Recorded data:
►

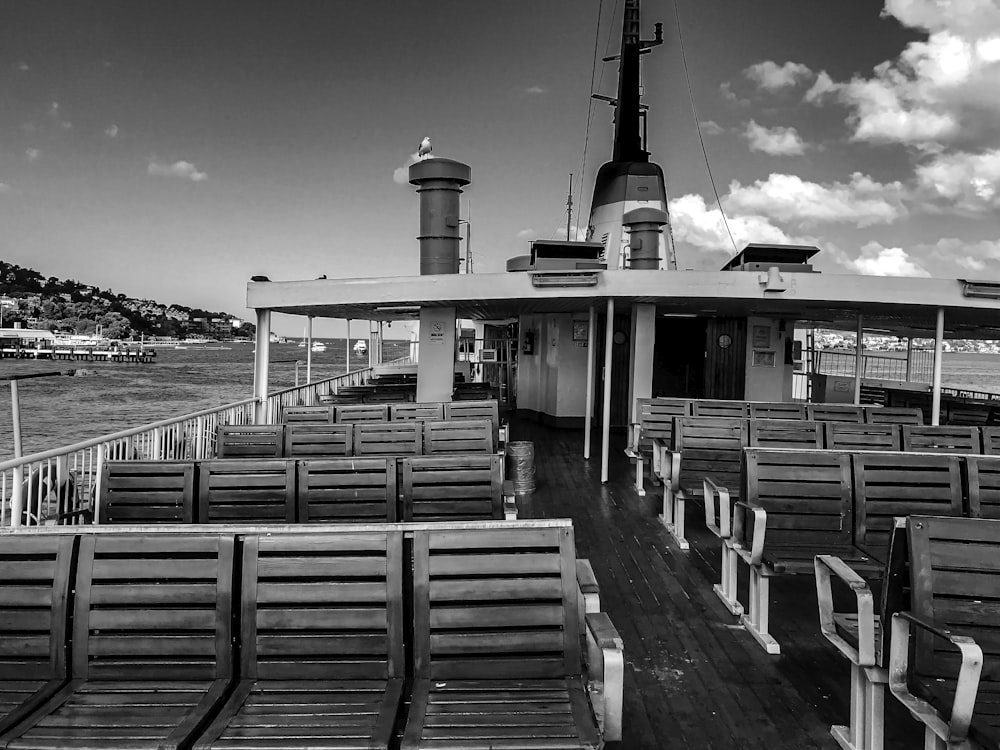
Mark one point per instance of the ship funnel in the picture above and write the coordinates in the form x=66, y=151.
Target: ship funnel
x=644, y=227
x=439, y=183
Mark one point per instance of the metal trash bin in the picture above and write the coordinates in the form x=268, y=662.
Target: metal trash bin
x=521, y=466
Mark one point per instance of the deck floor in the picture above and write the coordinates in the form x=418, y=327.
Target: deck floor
x=693, y=677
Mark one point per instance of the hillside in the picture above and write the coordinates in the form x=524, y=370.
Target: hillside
x=70, y=306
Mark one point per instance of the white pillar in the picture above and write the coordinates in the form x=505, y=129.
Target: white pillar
x=261, y=361
x=859, y=360
x=936, y=384
x=588, y=413
x=609, y=333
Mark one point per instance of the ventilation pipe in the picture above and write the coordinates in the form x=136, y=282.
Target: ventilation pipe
x=439, y=183
x=644, y=227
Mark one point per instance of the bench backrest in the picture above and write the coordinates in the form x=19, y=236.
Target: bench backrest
x=417, y=410
x=327, y=607
x=941, y=439
x=34, y=589
x=520, y=583
x=954, y=579
x=454, y=488
x=718, y=408
x=362, y=413
x=983, y=486
x=143, y=597
x=458, y=436
x=246, y=491
x=710, y=447
x=147, y=492
x=250, y=441
x=806, y=494
x=309, y=440
x=893, y=415
x=862, y=437
x=785, y=433
x=777, y=411
x=388, y=438
x=318, y=413
x=901, y=484
x=835, y=413
x=347, y=489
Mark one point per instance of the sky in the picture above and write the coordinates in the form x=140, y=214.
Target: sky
x=172, y=149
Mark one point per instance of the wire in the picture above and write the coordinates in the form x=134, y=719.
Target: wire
x=697, y=123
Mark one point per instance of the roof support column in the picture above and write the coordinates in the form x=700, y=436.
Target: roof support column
x=588, y=418
x=261, y=361
x=859, y=360
x=609, y=330
x=936, y=383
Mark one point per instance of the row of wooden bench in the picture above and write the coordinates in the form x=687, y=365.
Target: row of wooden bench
x=301, y=439
x=204, y=637
x=930, y=635
x=702, y=449
x=281, y=490
x=796, y=504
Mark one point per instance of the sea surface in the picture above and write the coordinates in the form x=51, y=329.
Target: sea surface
x=102, y=398
x=106, y=397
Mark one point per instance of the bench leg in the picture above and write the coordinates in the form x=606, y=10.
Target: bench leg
x=756, y=622
x=726, y=588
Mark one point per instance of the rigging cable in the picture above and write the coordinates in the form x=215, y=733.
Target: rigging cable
x=697, y=123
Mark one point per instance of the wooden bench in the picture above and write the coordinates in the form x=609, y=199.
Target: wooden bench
x=250, y=441
x=497, y=637
x=455, y=488
x=941, y=439
x=458, y=436
x=863, y=437
x=321, y=630
x=388, y=438
x=152, y=644
x=246, y=490
x=146, y=492
x=319, y=440
x=347, y=489
x=654, y=420
x=798, y=504
x=34, y=591
x=944, y=663
x=861, y=635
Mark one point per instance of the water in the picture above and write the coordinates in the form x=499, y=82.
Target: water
x=108, y=397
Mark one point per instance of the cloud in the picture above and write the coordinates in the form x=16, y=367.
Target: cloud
x=770, y=76
x=183, y=169
x=876, y=260
x=789, y=198
x=777, y=141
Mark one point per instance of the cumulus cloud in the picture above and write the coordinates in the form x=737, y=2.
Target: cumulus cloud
x=777, y=141
x=876, y=260
x=773, y=77
x=789, y=198
x=183, y=169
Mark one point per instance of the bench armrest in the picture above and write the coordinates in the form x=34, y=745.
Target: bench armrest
x=718, y=516
x=955, y=728
x=606, y=673
x=826, y=567
x=509, y=503
x=586, y=582
x=740, y=511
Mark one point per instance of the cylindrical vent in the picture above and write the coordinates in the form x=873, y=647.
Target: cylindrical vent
x=644, y=226
x=439, y=183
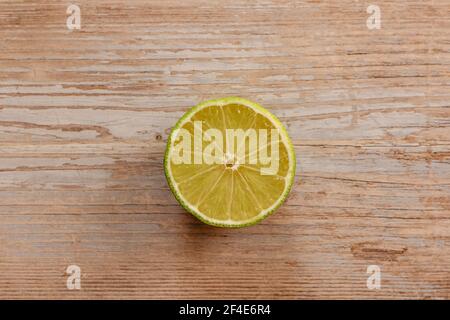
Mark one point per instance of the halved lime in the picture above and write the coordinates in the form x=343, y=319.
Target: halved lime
x=225, y=183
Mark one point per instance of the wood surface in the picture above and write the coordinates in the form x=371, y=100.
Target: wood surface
x=85, y=115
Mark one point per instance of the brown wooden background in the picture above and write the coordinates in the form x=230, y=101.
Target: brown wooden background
x=84, y=116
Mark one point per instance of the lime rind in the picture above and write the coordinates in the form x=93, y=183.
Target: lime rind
x=231, y=223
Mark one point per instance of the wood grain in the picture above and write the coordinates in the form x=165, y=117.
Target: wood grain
x=85, y=114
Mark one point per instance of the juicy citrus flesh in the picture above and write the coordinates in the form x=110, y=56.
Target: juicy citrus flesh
x=234, y=193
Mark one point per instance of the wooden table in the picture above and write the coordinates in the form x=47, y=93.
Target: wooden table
x=85, y=115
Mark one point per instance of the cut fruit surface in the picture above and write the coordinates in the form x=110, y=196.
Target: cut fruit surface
x=229, y=162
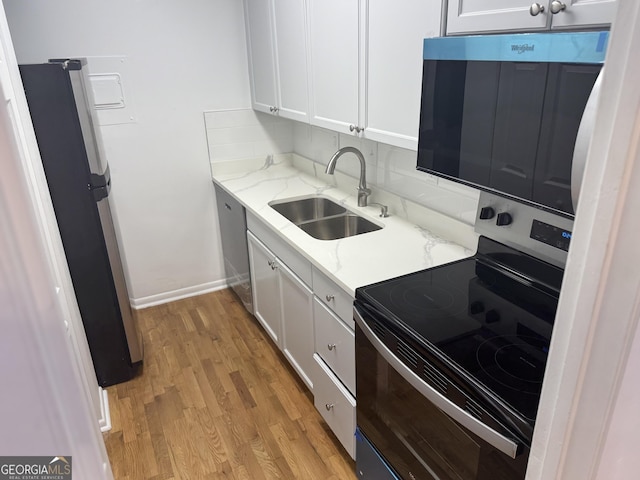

◄

Copy all of the lines above word for word, leaving out the pictures.

Mark one point per instance of the ship funnel in the picture above and write the coordinates in the form x=66, y=151.
Target: ship funnel
x=644, y=227
x=439, y=183
Mark one point per instance of the metal trash bin in the picture above and write the coordinates in the form x=268, y=662.
Target: metal trash bin
x=521, y=466
Mark one point per instance of the deck floor in the picture above and write the coordinates in the form x=418, y=327.
Target: deck floor
x=693, y=677
Mark one point per instance of the hillside in the picture above and write the coordinates in the form x=524, y=370.
Target: hillside
x=70, y=306
Mark one point per instance of the white pillar in the picture above and write the coordinates in the form x=505, y=129.
Target: white pillar
x=261, y=361
x=859, y=360
x=936, y=384
x=588, y=413
x=609, y=333
Mark one point per instance of the ventilation pipe in the picture above and write the coordinates in the form x=136, y=282.
Target: ventilation pipe
x=439, y=183
x=644, y=227
Mark one point per instance of the bench backrest in the picture above and write the coordinates in the form x=19, y=236.
Target: bench backrest
x=417, y=410
x=327, y=607
x=941, y=439
x=34, y=589
x=520, y=583
x=954, y=579
x=454, y=488
x=718, y=408
x=362, y=413
x=983, y=486
x=143, y=597
x=458, y=436
x=246, y=491
x=710, y=447
x=147, y=492
x=250, y=441
x=806, y=494
x=309, y=440
x=893, y=415
x=862, y=437
x=785, y=433
x=777, y=411
x=388, y=438
x=318, y=413
x=901, y=484
x=835, y=413
x=347, y=489
Mark one point per instance of the sky in the picture above and write the coordinates in the form x=140, y=214.
Target: sky
x=172, y=149
Mark one point per instance of the wire in the picture above and write the coordinates in the form x=134, y=719.
Target: wire
x=697, y=123
Mark one point per instance of the roof support column in the picture above and write the coordinates in the form x=700, y=436.
Target: roof support column
x=588, y=418
x=261, y=361
x=859, y=360
x=609, y=330
x=936, y=383
Mark one point per instance of the row of wooden bench in the picture above and write the coordinates in the form x=687, y=365.
Target: row of wooden bench
x=301, y=439
x=204, y=637
x=930, y=635
x=702, y=449
x=281, y=490
x=796, y=504
Mark one point per instance of the sea surface in the picture above and write the coordinates in the form x=51, y=329.
Target: sea surface
x=102, y=398
x=106, y=397
Mark one point per instance of the bench leg in the picture above and write the coordinates in the form x=606, y=10.
Target: bench leg
x=756, y=622
x=726, y=588
Mark one point per instance of the rigging cable in the picture above and write the coordinates in the form x=215, y=733.
Target: rigging cable
x=697, y=123
Mark one point per instance of the wooden bench in the picture above and write the coordinates in the form x=609, y=199.
Target: wooden bench
x=250, y=441
x=497, y=637
x=455, y=488
x=941, y=439
x=458, y=436
x=863, y=437
x=321, y=630
x=388, y=438
x=152, y=644
x=246, y=490
x=146, y=492
x=319, y=440
x=347, y=489
x=654, y=420
x=798, y=504
x=34, y=591
x=944, y=663
x=861, y=635
Mark one point per instance of the water in the picture above and write the coordinates in the form x=499, y=82.
Target: water
x=108, y=397
Mark one point per instance of the cloud in the picture above and write the coordinates in the form x=16, y=367.
Target: cloud
x=770, y=76
x=183, y=169
x=876, y=260
x=789, y=198
x=777, y=141
Mark one point per instance of the cumulus cloud in the picture above and write the coordinates in the form x=737, y=2.
Target: cumulus cloud
x=777, y=141
x=876, y=260
x=773, y=77
x=789, y=198
x=183, y=169
Mark one point per instance of the bench armrest in the picture above and write the coordinates in the form x=34, y=745.
Target: bench armrest
x=718, y=516
x=955, y=728
x=606, y=673
x=826, y=567
x=509, y=503
x=586, y=582
x=740, y=511
Mark one point per instance of the cylindrical vent in the picture above and write the coordinates in the form x=873, y=647.
Target: cylindrical vent
x=644, y=226
x=439, y=183
Mark one point per instance of the halved lime in the picture above and write the coordinates in the form x=343, y=319.
Target: halved lime
x=225, y=183
Mark one point per instance of the wood surface in the picture above and write the coordinates in the form x=371, y=100.
Target: wood surface
x=85, y=115
Mark one point per instance of the brown wooden background in the picture above and write the coordinates in the form x=230, y=101.
Target: brown wooden background
x=84, y=116
Mark one point per instance of the lime rind in the picture above and write the coordinates in the form x=93, y=183.
Target: lime rind
x=231, y=223
Mark one point per instance of the wood grain in the picture above and write the coordinates in the form x=165, y=117.
Target: wood grain
x=85, y=114
Mark one point per instance of the juicy citrus flesh in the picture above and write the coordinates in the form x=110, y=56.
Target: juicy citrus flesh
x=234, y=193
Mark one point per instance of the wooden table in the picture above and write the coordinates in the form x=47, y=93.
Target: wooden table
x=85, y=115
Mark one point per instance of the cut fruit surface in the picture above and write the coordinates in the form x=110, y=196.
Target: cut fruit surface
x=229, y=162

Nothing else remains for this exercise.